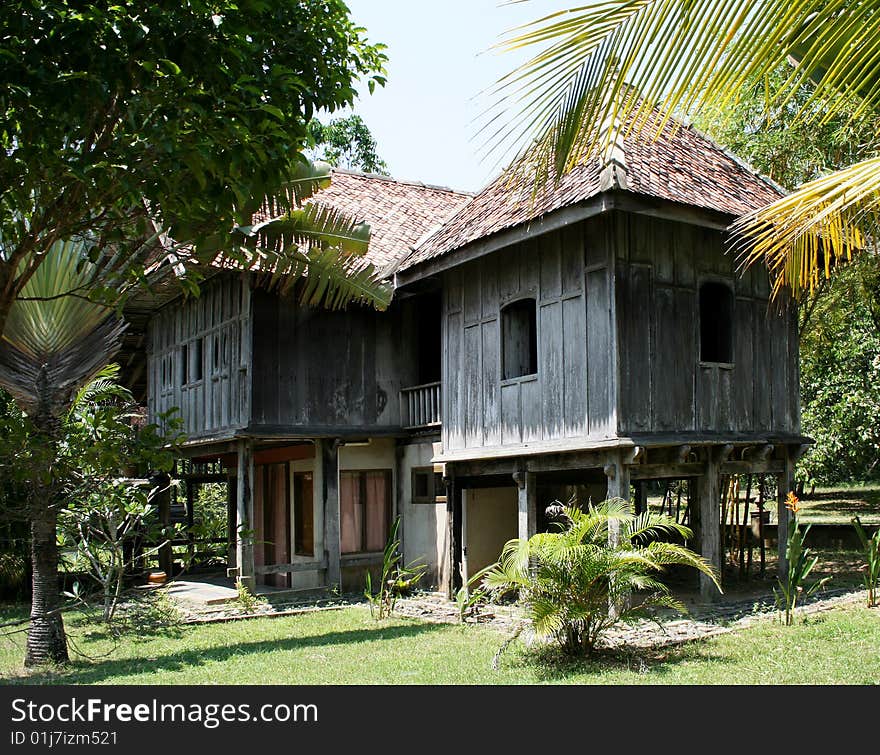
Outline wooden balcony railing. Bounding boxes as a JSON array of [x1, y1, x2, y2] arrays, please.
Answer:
[[400, 381, 441, 430]]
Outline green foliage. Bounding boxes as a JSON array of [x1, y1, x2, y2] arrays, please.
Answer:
[[482, 499, 721, 656], [797, 258, 880, 484], [364, 516, 426, 620], [775, 495, 830, 625], [852, 516, 880, 607], [0, 1, 388, 333], [695, 65, 876, 192], [307, 115, 389, 175], [188, 483, 228, 565]]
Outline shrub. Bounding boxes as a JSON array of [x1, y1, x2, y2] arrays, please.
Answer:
[[365, 516, 426, 620], [482, 498, 720, 655]]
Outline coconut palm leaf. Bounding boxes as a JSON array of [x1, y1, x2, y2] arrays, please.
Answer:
[[489, 1, 879, 174], [0, 239, 126, 417], [488, 2, 880, 294], [735, 156, 880, 297]]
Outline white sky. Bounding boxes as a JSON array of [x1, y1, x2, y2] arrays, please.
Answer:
[[343, 0, 570, 193]]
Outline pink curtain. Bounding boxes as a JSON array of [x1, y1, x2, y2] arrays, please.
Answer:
[[365, 472, 390, 552], [340, 472, 362, 553]]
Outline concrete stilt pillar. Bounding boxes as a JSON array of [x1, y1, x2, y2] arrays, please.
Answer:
[[777, 447, 796, 581], [514, 470, 537, 541]]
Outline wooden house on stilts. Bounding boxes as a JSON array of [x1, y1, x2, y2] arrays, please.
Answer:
[[124, 106, 807, 602]]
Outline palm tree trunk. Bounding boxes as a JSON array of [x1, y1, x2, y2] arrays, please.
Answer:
[[24, 367, 68, 667], [25, 504, 68, 666]]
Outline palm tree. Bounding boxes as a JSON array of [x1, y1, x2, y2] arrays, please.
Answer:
[[0, 238, 126, 665], [486, 1, 880, 298], [481, 498, 720, 655]]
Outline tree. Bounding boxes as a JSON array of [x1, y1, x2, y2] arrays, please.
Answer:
[[487, 1, 880, 298], [0, 239, 127, 665], [0, 1, 389, 336], [482, 499, 720, 655], [308, 115, 389, 174]]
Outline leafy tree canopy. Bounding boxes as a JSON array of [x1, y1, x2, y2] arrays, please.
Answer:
[[308, 115, 389, 175], [0, 0, 388, 332]]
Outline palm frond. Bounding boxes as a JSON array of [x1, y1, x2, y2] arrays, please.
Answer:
[[735, 156, 880, 298], [0, 239, 126, 417], [240, 201, 371, 257], [485, 1, 879, 187]]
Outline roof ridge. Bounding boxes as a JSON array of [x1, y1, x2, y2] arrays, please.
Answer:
[[331, 167, 474, 197]]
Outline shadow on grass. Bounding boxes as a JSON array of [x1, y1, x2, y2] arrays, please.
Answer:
[[4, 619, 446, 686], [503, 639, 733, 683]]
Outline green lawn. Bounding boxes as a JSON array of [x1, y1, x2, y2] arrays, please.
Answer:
[[798, 485, 880, 525], [1, 602, 879, 685]]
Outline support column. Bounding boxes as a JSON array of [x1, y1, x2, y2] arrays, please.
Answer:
[[151, 471, 172, 577], [447, 475, 463, 599], [514, 470, 537, 541], [696, 449, 722, 602], [634, 481, 647, 515], [321, 439, 341, 590], [604, 455, 630, 618], [235, 439, 255, 590], [777, 446, 796, 581], [604, 456, 630, 545]]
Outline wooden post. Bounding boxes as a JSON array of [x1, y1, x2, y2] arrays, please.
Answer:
[[604, 455, 630, 618], [777, 447, 795, 581], [696, 449, 722, 602], [152, 472, 172, 577], [226, 473, 237, 569], [634, 481, 647, 515], [321, 439, 341, 590], [447, 475, 463, 599], [514, 470, 537, 541], [235, 439, 255, 590]]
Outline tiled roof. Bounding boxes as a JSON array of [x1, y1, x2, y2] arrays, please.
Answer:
[[305, 169, 472, 273], [397, 107, 784, 272]]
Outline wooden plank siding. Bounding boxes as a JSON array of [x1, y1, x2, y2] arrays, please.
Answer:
[[615, 213, 799, 437], [248, 291, 418, 431], [442, 216, 612, 454], [147, 274, 251, 439]]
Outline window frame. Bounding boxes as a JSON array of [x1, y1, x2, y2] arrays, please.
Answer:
[[339, 468, 393, 555], [411, 466, 447, 504], [697, 278, 735, 368], [500, 297, 538, 381]]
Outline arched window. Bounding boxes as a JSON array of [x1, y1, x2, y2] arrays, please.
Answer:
[[699, 281, 734, 363], [502, 298, 537, 379]]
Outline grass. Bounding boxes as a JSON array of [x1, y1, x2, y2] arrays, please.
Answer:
[[798, 485, 880, 526], [1, 600, 878, 685]]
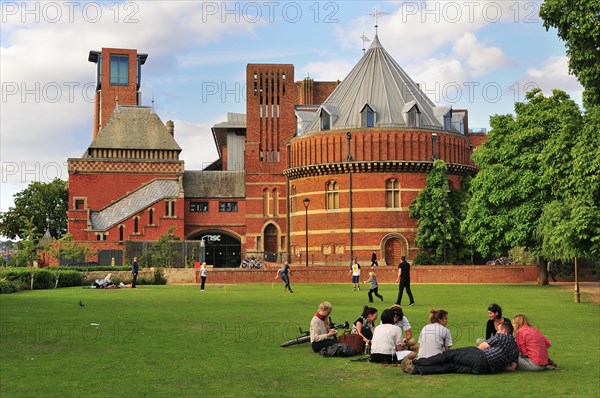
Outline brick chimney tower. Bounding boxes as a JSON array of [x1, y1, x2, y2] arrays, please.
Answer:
[[88, 48, 148, 139]]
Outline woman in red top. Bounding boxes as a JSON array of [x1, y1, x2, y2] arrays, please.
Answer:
[[512, 314, 552, 371]]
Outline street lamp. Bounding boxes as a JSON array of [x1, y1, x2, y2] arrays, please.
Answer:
[[303, 198, 310, 267], [441, 197, 447, 265], [200, 236, 209, 263]]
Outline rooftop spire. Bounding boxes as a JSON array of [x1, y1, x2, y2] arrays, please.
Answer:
[[369, 5, 389, 34]]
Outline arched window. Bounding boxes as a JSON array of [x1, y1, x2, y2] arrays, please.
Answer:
[[386, 179, 400, 208], [326, 181, 339, 210], [148, 208, 154, 225], [134, 217, 139, 234], [119, 225, 124, 241]]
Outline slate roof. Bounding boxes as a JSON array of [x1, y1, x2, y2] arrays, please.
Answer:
[[87, 106, 181, 152], [306, 34, 450, 133], [90, 179, 180, 231]]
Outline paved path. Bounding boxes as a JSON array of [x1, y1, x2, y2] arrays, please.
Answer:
[[554, 281, 599, 305]]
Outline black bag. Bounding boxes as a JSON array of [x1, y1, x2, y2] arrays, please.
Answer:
[[319, 343, 356, 357]]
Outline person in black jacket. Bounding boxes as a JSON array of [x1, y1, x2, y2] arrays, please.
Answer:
[[395, 256, 415, 306], [131, 257, 139, 288]]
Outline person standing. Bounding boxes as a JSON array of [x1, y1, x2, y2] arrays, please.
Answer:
[[395, 256, 415, 306], [275, 261, 293, 293], [370, 251, 378, 267], [131, 257, 139, 288], [348, 258, 361, 290], [200, 262, 208, 291]]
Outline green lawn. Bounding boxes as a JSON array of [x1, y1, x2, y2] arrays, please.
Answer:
[[1, 283, 598, 397]]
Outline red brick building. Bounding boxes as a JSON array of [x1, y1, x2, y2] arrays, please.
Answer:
[[67, 36, 486, 267]]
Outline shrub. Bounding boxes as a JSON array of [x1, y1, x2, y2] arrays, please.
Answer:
[[152, 268, 168, 285], [412, 251, 434, 265], [0, 278, 19, 294], [33, 269, 54, 289], [56, 270, 84, 287]]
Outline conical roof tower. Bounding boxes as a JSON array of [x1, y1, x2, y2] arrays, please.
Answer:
[[306, 34, 451, 133]]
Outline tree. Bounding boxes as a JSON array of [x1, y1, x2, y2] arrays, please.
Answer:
[[149, 227, 180, 267], [409, 160, 468, 264], [0, 179, 68, 240], [540, 0, 600, 108], [536, 106, 600, 260], [461, 89, 585, 282]]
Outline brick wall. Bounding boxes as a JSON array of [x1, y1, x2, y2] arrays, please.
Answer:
[[195, 265, 539, 284]]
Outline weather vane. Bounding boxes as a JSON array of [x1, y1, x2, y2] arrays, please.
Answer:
[[369, 4, 389, 34], [360, 32, 370, 54]]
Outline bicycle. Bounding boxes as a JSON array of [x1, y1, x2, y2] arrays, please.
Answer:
[[280, 321, 350, 347], [240, 257, 264, 270]]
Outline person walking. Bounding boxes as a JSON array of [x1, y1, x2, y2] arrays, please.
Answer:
[[370, 251, 378, 267], [276, 261, 293, 293], [200, 262, 208, 291], [395, 256, 414, 306], [131, 257, 139, 288]]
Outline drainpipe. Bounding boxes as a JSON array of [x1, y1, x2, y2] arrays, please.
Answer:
[[346, 132, 353, 263], [286, 143, 291, 263]]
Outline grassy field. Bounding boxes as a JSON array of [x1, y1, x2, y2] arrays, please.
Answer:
[[1, 282, 598, 397]]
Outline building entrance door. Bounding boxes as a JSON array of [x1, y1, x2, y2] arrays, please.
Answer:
[[264, 224, 278, 262], [384, 238, 403, 267]]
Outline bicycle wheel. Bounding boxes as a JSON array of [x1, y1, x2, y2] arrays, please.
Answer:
[[280, 335, 310, 347]]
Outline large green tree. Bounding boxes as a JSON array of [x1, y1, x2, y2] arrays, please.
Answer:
[[0, 179, 68, 240], [409, 160, 468, 264], [540, 0, 600, 108], [461, 89, 583, 259]]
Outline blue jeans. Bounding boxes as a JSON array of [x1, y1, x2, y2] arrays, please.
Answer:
[[414, 347, 491, 375]]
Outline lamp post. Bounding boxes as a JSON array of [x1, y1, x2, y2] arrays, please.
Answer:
[[303, 198, 310, 267], [441, 197, 447, 265], [200, 236, 209, 263]]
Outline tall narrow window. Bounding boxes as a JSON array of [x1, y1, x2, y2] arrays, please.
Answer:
[[165, 200, 175, 217], [273, 188, 279, 217], [119, 225, 124, 241], [263, 188, 269, 217], [134, 217, 139, 234], [326, 181, 340, 210], [290, 185, 297, 213], [148, 208, 154, 225], [386, 179, 400, 208], [110, 54, 129, 86]]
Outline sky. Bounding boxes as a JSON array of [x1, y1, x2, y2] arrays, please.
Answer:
[[0, 0, 584, 214]]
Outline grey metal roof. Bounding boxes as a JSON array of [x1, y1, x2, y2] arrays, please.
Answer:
[[90, 179, 180, 231], [88, 106, 181, 151], [183, 171, 245, 198], [213, 113, 246, 128], [306, 34, 447, 132]]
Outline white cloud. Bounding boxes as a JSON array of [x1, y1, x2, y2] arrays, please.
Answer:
[[520, 56, 584, 103], [0, 2, 256, 211], [299, 60, 354, 81], [453, 33, 511, 76]]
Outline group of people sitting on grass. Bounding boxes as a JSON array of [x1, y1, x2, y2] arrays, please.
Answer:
[[310, 301, 555, 375], [91, 273, 130, 289]]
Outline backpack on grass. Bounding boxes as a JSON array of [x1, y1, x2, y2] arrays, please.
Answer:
[[319, 343, 356, 357]]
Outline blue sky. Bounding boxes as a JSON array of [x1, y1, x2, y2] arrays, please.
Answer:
[[0, 1, 583, 215]]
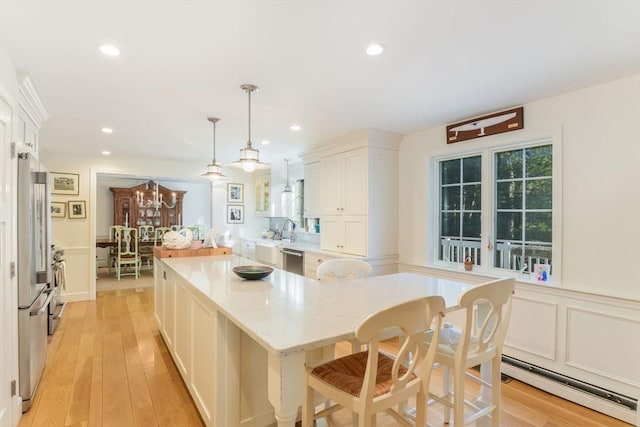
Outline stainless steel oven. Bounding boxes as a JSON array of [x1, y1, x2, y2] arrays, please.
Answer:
[[49, 246, 66, 335], [281, 248, 304, 275]]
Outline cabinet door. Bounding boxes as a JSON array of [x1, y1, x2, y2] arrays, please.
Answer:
[[342, 149, 367, 215], [320, 217, 342, 252], [303, 162, 321, 218], [255, 173, 271, 216], [163, 270, 176, 350], [174, 279, 191, 377], [320, 216, 367, 256], [154, 262, 165, 327], [320, 153, 343, 215], [17, 108, 38, 156], [342, 216, 367, 256]]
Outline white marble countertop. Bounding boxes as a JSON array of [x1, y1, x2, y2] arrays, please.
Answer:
[[161, 254, 475, 356]]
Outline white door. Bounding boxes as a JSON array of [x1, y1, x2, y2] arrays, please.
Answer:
[[0, 96, 18, 426]]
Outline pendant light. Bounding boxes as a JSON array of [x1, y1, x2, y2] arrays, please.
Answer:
[[227, 84, 269, 173], [200, 117, 229, 182], [281, 159, 294, 218]]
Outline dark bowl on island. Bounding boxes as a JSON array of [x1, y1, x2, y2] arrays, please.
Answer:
[[232, 265, 274, 280]]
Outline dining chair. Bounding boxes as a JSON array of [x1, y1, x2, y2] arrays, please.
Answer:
[[316, 258, 373, 282], [105, 225, 125, 275], [138, 225, 154, 242], [154, 227, 170, 245], [302, 296, 446, 427], [424, 277, 515, 427], [115, 227, 140, 280], [138, 225, 155, 272]]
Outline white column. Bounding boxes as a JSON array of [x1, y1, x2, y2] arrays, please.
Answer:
[[267, 351, 306, 427]]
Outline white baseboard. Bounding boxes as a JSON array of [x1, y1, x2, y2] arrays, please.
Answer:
[[61, 291, 92, 302]]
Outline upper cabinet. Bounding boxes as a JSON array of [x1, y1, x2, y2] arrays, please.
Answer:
[[303, 162, 321, 218], [255, 172, 271, 217], [16, 75, 49, 157], [320, 148, 367, 216], [301, 129, 401, 258], [110, 181, 186, 228]]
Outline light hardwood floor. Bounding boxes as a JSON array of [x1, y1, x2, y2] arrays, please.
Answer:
[[19, 287, 629, 427]]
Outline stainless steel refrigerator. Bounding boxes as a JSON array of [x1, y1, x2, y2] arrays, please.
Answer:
[[17, 152, 52, 412]]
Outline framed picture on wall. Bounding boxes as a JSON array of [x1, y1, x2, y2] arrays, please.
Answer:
[[227, 183, 244, 203], [51, 172, 79, 195], [68, 200, 86, 219], [51, 202, 66, 218], [227, 205, 244, 224]]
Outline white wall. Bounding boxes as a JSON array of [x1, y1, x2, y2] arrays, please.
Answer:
[[398, 73, 640, 300]]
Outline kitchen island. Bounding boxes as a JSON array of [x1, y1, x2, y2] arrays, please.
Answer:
[[154, 254, 475, 427]]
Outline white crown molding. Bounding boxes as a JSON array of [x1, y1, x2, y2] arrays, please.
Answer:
[[17, 73, 50, 127]]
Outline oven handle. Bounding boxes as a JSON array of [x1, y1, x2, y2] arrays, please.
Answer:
[[280, 249, 303, 257], [31, 289, 55, 316], [53, 302, 66, 320]]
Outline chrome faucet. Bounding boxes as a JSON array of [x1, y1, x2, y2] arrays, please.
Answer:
[[282, 218, 296, 243]]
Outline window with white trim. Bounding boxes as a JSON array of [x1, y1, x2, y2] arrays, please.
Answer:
[[436, 142, 553, 278]]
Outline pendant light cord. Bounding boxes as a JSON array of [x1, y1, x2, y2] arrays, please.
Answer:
[[247, 88, 252, 148], [212, 120, 217, 162]]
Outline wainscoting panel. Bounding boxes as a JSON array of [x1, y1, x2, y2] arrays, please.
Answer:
[[565, 306, 640, 386], [60, 246, 91, 302], [396, 262, 640, 425], [505, 296, 558, 360]]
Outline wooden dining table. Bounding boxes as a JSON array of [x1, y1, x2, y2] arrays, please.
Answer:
[[95, 237, 157, 248]]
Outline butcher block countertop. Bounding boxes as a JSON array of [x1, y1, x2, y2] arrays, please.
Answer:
[[153, 246, 232, 258]]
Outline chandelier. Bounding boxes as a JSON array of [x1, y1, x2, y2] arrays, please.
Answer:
[[200, 117, 229, 182], [227, 84, 269, 173], [136, 181, 176, 209]]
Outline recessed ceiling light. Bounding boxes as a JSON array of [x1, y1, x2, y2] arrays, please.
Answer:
[[261, 140, 270, 145], [290, 124, 301, 132], [101, 150, 111, 156], [101, 127, 113, 134], [366, 43, 385, 56], [99, 44, 120, 57]]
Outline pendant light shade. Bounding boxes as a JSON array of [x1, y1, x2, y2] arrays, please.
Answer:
[[227, 84, 269, 172], [200, 117, 230, 182]]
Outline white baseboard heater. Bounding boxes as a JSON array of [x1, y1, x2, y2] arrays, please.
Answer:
[[502, 355, 637, 412]]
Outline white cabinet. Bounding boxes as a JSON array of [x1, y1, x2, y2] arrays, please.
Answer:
[[321, 216, 368, 256], [15, 75, 49, 158], [319, 148, 369, 255], [320, 148, 367, 216], [240, 238, 256, 260], [153, 258, 274, 426], [16, 109, 38, 156], [304, 251, 337, 279], [254, 172, 271, 217], [302, 129, 401, 259], [303, 162, 321, 218]]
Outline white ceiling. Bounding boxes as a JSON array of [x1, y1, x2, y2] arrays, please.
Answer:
[[1, 1, 640, 167]]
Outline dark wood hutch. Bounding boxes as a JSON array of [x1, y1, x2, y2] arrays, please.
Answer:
[[110, 181, 186, 228]]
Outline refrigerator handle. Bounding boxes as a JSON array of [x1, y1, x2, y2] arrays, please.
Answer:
[[30, 290, 54, 316]]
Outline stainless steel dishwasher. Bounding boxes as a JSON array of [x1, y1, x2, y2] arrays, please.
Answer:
[[281, 248, 304, 275]]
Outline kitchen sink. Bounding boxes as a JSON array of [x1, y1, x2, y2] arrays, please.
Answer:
[[255, 241, 280, 266]]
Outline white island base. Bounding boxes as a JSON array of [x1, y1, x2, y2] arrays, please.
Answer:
[[154, 254, 473, 427]]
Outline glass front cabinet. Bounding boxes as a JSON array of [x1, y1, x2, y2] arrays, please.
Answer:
[[110, 181, 186, 228]]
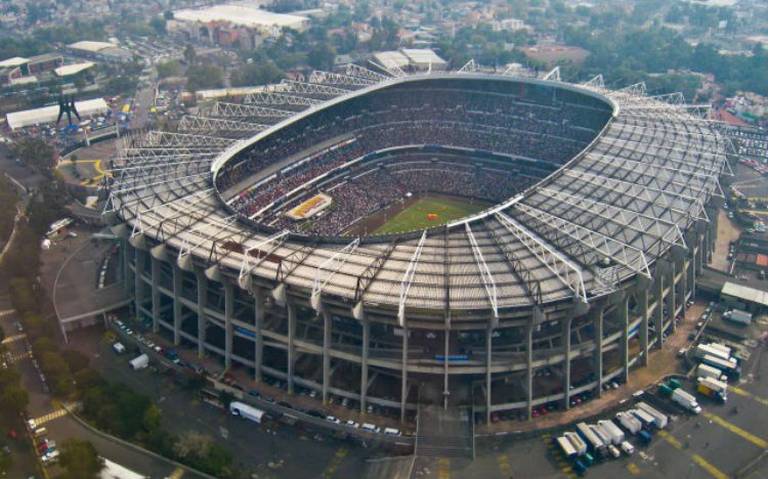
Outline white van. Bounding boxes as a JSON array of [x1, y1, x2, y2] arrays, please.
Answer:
[[361, 423, 380, 433], [384, 427, 400, 436]]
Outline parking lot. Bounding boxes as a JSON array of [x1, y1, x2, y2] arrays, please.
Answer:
[[83, 326, 377, 479]]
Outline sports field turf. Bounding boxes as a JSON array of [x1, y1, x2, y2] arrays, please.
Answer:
[[374, 196, 489, 235]]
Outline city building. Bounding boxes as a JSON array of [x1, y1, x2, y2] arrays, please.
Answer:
[[167, 3, 310, 48]]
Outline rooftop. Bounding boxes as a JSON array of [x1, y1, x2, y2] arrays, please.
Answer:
[[721, 281, 768, 307], [0, 56, 28, 68], [173, 4, 308, 29], [55, 62, 95, 77], [68, 40, 119, 53]]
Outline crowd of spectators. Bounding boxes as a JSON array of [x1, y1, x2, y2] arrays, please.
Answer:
[[215, 82, 612, 235], [264, 157, 536, 236]]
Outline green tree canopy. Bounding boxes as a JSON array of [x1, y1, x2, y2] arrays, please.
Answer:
[[58, 439, 104, 479]]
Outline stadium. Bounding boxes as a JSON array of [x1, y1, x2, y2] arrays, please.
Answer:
[[107, 65, 726, 427]]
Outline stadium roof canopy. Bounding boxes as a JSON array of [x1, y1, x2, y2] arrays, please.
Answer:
[[173, 4, 308, 30], [108, 69, 736, 318], [401, 48, 447, 66], [6, 98, 108, 130], [55, 62, 95, 77], [0, 56, 29, 68], [373, 51, 410, 69], [68, 41, 118, 53]]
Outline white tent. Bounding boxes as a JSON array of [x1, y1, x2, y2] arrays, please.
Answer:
[[6, 98, 109, 130]]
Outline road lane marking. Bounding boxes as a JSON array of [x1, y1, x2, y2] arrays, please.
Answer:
[[730, 385, 768, 407], [5, 351, 31, 363], [167, 467, 184, 479], [703, 412, 768, 449], [33, 403, 80, 426], [541, 434, 576, 479], [691, 454, 729, 479], [34, 408, 70, 426], [658, 430, 683, 449], [496, 453, 512, 477], [658, 430, 730, 479], [322, 447, 349, 478], [437, 457, 450, 479]]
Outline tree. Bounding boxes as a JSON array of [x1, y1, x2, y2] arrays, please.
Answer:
[[150, 16, 166, 35], [307, 42, 336, 71], [186, 64, 224, 92], [0, 385, 29, 415], [183, 44, 197, 65], [58, 439, 104, 479], [157, 60, 182, 79], [142, 404, 162, 433], [230, 61, 284, 86]]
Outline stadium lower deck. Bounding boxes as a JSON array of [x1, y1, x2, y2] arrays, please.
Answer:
[[109, 71, 729, 424]]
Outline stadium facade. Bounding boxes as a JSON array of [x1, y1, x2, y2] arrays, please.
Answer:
[[107, 67, 727, 424]]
※
When a line in the data contains "cabinet", return it as written.

# Answer to this task:
Outline cabinet door. Bounding boxes as a JSON array of [x1, y1, x2, y2] arrays, please.
Outline upper cabinet. Bounding boxes as a JSON array of [x1, y1, x2, y2] arrays, please.
Outline white cabinet. Bounding boxes as a JSON array of [x1, y1, x2, y2] arrays, please.
Outline glass front cabinet. Bounding boxes as a JSON array of [x1, y1, x2, y2] arrays, please.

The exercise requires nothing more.